*Задание*.
Замени «песни» на «гимны» в отрывке о культе Диониса и приведи его часть: начни со слов, где есть «6* Что песни, сопровождавшие», и закончи после «распевают эти песнопения].».

*Отрывок*.
★ ★ ★
Заслугою Фукара должно, по нашему мнению, признать открытие несомненных следов египетского влияния, напечатлевшихся на аттическом культе. Так, число четырнадцати герер, священнодействующих при бракосочетании Диониса с супругою архонта-царя, нельзя не ставить в прямую связь с числовой символикой страстей Осириса160. Но упомянутое влияние не древнее орфизма: орфики перенесли в реформированную ими в VI веке аттическую религию Диониса ряд представлений и обрядов, заимствованных ими у египтян в святилищах Осириса и Исиды. С тех пор и Дионис занимает свое место сопрестольника в Элевсине, где его праздник Ai;ra носит характер придатка к основному культу, и миф об Икарии и Эригоне находит свое завершение6*.

Но если мистическая традиция издавна, как утверждал Геродот, оплодотворялась учениями Египта, то сама египетская религия Осириса как бога страстей, — по крайней мере, в той форме мистерий, в какой она казалась наиболее родною эллинам, — в сравнении с другими культами, в лоне которых возрастала из оргиазма концепция страдающего бога, не производит впечатления глубочайшей и первобытной древности. Черты сходства заставляют предполагать общий источник ее и эллинского дионисийства; колыбелью его она не была. Ибо с большим правом можно назвать колыбелью Дионисовой liknon горных менад, нежели египетский ковчег, почитание которого, связанное с комплексом многозначительных и своеобразных представлений о соотносительности гроба и древа, смерти и жизни, стихии влажной и спасаемого в ней животворящего огня, влилось, правда, могущественной струей в Дионисову религию через посредство островного культа, но влилось как приток в русло полноводной реки.

6* Что песни, сопровождавшие обряд эоры, послужили предметом искусственной литургической обработки, мы знаем из упоминания о mel; Феодора у Афинея (XVI, 618-е): eti gar hai nyn hai gynaikes ;idusin autu mel; peri tas ai;ras [еще и теперь женщины на эорах распевают эти песнопения].
438
6

Археологические изыскания последнего времени и, в частности, открытия Винклера, сопровождавшиеся историческим синтезом Эдуарда Мейера161, пролили некоторый свет на религию хеттов, или хеттитов, из которой проистекли оргиастические формы малоазийских культов. С другой стороны, установлено, что во втором тысячелетии до Р. Х. между нею и религией Крита, испытавшего могущественное влияние хеттской культуры, существовала теснейшая связь. Малая Азия, с ее корибантами, Крит, с его куретами, развивают в раннюю пору эллинства оргиастические служения и веру в рождающегося и умирающего бога. Но в первой древнейшее женское божество сохраняет свое преобладающее значение, между тем как на Крите оно кажется уступившим господство мужскому верховному богу.
★ ★ ★
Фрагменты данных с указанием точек
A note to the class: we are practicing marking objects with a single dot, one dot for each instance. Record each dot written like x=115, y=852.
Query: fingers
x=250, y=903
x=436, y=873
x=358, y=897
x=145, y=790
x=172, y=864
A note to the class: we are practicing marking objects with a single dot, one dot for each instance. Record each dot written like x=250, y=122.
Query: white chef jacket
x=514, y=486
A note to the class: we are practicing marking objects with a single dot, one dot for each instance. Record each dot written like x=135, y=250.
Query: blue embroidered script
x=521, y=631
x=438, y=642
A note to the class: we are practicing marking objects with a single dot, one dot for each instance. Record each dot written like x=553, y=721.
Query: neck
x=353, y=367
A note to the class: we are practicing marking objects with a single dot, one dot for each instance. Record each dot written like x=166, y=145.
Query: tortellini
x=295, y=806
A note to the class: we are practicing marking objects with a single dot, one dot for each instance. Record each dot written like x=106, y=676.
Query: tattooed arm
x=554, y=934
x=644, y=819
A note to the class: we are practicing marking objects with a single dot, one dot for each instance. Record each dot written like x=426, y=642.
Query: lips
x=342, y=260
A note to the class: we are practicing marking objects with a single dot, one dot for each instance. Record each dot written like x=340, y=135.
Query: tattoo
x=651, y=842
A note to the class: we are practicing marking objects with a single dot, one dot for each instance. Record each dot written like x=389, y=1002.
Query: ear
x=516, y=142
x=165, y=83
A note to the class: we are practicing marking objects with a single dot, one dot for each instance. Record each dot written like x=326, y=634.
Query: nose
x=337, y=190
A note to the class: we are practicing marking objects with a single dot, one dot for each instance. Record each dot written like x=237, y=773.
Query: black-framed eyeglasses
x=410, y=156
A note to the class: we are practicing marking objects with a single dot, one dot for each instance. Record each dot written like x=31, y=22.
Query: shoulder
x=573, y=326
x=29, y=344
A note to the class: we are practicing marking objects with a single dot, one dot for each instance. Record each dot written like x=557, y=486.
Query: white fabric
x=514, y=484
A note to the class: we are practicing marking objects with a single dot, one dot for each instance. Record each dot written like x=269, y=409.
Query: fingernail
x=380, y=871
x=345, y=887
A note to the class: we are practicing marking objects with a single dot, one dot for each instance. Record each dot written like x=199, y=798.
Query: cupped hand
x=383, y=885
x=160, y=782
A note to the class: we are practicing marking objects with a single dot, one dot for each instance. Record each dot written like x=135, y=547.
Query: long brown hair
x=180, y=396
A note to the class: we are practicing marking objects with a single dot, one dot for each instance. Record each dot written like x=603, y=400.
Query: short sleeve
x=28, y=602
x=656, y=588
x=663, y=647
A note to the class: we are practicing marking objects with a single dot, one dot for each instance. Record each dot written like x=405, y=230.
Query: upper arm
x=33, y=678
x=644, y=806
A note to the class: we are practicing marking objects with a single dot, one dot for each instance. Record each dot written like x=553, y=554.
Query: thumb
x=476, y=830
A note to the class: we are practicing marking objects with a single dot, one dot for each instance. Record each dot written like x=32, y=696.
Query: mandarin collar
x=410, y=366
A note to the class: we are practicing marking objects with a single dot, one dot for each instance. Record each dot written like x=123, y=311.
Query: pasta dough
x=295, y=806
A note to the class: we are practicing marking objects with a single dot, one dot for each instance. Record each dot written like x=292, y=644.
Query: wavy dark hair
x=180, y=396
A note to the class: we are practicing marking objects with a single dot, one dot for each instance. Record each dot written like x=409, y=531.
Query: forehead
★ ★ ★
*Итоговый ответ*.
6* Что гимны, сопровождавшие обряд эоры, послужили предметом искусственной литургической обработки, мы знаем из упоминания о mel; Феодора у Афинея (XVI, 618-е): eti gar hai nyn hai gynaikes ;idusin autu mel; peri tas ai;ras [еще и теперь женщины на эорах распевают эти песнопения].